> **STATED EXERCISE**
Copy out every line of the data exactly.

Data listing

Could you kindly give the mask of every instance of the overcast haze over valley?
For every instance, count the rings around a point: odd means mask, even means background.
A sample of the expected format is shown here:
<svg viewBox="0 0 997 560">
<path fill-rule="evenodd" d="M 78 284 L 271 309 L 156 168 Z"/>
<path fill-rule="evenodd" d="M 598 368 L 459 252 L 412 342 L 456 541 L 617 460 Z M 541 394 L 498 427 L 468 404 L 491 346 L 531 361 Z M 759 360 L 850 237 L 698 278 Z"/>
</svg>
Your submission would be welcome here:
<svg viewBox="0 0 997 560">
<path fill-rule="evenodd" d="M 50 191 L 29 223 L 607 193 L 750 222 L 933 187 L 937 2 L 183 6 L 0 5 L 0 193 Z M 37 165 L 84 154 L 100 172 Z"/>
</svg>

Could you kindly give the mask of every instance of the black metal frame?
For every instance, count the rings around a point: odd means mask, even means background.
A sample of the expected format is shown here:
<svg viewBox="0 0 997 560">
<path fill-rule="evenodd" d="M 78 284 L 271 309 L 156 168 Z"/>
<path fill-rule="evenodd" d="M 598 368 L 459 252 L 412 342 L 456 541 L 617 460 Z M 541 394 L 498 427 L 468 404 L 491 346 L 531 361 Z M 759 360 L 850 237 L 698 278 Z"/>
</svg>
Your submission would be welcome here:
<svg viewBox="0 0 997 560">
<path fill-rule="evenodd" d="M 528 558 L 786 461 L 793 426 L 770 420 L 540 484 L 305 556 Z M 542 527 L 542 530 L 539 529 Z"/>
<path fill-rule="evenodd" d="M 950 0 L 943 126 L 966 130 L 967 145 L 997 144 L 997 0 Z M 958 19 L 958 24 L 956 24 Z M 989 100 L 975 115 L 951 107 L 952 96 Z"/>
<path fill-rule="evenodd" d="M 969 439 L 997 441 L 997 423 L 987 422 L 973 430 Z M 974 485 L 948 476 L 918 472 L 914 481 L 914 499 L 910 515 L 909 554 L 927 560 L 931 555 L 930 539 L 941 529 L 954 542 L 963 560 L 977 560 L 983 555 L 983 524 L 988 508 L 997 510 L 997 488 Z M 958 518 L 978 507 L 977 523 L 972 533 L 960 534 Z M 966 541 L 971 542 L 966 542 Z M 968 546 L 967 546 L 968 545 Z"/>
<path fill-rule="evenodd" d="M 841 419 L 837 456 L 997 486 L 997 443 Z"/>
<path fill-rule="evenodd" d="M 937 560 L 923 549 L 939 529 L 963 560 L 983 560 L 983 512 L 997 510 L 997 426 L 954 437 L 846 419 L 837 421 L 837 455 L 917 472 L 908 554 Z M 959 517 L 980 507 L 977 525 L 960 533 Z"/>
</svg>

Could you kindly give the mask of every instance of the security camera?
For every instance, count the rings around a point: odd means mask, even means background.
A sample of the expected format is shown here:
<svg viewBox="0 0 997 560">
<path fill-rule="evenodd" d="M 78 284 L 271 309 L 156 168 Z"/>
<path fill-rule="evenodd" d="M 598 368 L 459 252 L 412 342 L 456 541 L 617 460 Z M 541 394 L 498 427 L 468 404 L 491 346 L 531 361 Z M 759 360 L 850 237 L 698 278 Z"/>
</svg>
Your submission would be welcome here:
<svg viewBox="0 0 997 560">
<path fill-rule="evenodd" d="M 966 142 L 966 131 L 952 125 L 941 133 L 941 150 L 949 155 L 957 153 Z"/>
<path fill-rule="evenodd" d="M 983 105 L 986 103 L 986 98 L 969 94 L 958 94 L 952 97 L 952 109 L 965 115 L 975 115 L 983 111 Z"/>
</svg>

> **ANSWER TO THIS EXERCISE**
Could you kindly give the mask of every instance of the overcast haze over valley?
For every instance, count the rings around a point: odd means mask, even means background.
A sample of the expected format is shown here:
<svg viewBox="0 0 997 560">
<path fill-rule="evenodd" d="M 78 284 L 271 309 L 156 168 Z"/>
<path fill-rule="evenodd" d="M 598 368 L 459 252 L 412 342 L 456 541 L 617 460 Z M 541 394 L 498 427 L 468 404 L 491 346 L 531 361 Z M 759 360 L 850 237 L 698 278 Z"/>
</svg>
Your submission would be welcome here:
<svg viewBox="0 0 997 560">
<path fill-rule="evenodd" d="M 50 191 L 29 223 L 607 193 L 750 222 L 933 187 L 937 2 L 183 6 L 0 5 L 0 193 Z M 37 165 L 84 154 L 100 172 Z"/>
</svg>

Could you kindly give the mask of every instance of the black metal frame?
For every instance, count the rings around a point: odd means mask, even means background.
A sample of the expected format is shown here:
<svg viewBox="0 0 997 560">
<path fill-rule="evenodd" d="M 78 284 L 271 309 L 156 168 Z"/>
<path fill-rule="evenodd" d="M 598 368 L 459 252 L 412 342 L 456 541 L 617 460 Z M 541 394 L 498 427 L 468 404 L 491 346 L 531 361 Z M 759 360 L 850 237 L 698 278 Z"/>
</svg>
Your submission would be welcome here:
<svg viewBox="0 0 997 560">
<path fill-rule="evenodd" d="M 528 558 L 786 461 L 793 426 L 770 420 L 540 484 L 305 556 Z M 542 527 L 542 530 L 539 529 Z"/>
<path fill-rule="evenodd" d="M 950 0 L 943 126 L 966 130 L 967 145 L 997 144 L 997 0 Z M 958 19 L 958 24 L 956 24 Z M 989 100 L 975 115 L 951 107 L 952 96 Z"/>
<path fill-rule="evenodd" d="M 969 439 L 997 441 L 997 423 L 987 422 L 973 430 Z M 974 485 L 948 476 L 918 472 L 914 481 L 914 499 L 910 515 L 909 554 L 927 560 L 931 555 L 930 539 L 941 529 L 954 542 L 963 560 L 977 560 L 983 555 L 983 524 L 988 508 L 997 510 L 997 488 Z M 958 518 L 978 507 L 977 523 L 972 533 L 960 534 Z M 966 541 L 971 542 L 966 542 Z M 968 546 L 967 546 L 968 545 Z"/>
<path fill-rule="evenodd" d="M 841 419 L 837 456 L 997 486 L 997 443 Z"/>
<path fill-rule="evenodd" d="M 937 560 L 923 549 L 939 529 L 963 560 L 983 560 L 983 512 L 997 510 L 997 426 L 954 437 L 846 419 L 837 421 L 837 455 L 917 472 L 908 554 Z M 959 517 L 980 507 L 977 525 L 960 533 Z"/>
</svg>

Could you kindly give the mask of every instance of the security camera?
For every instance, count the rings around a point: odd means mask, even means background.
A sample of the expected format is shown here:
<svg viewBox="0 0 997 560">
<path fill-rule="evenodd" d="M 78 284 L 271 309 L 156 168 Z"/>
<path fill-rule="evenodd" d="M 598 368 L 459 252 L 412 342 L 456 541 L 617 460 Z M 541 394 L 498 427 L 468 404 L 491 346 L 531 361 Z M 759 360 L 850 237 L 698 278 Z"/>
</svg>
Your submission would be welcome here:
<svg viewBox="0 0 997 560">
<path fill-rule="evenodd" d="M 966 142 L 966 131 L 952 125 L 941 133 L 941 150 L 949 155 L 957 153 Z"/>
<path fill-rule="evenodd" d="M 983 105 L 986 103 L 986 98 L 969 94 L 958 94 L 952 97 L 952 109 L 965 115 L 975 115 L 983 111 Z"/>
</svg>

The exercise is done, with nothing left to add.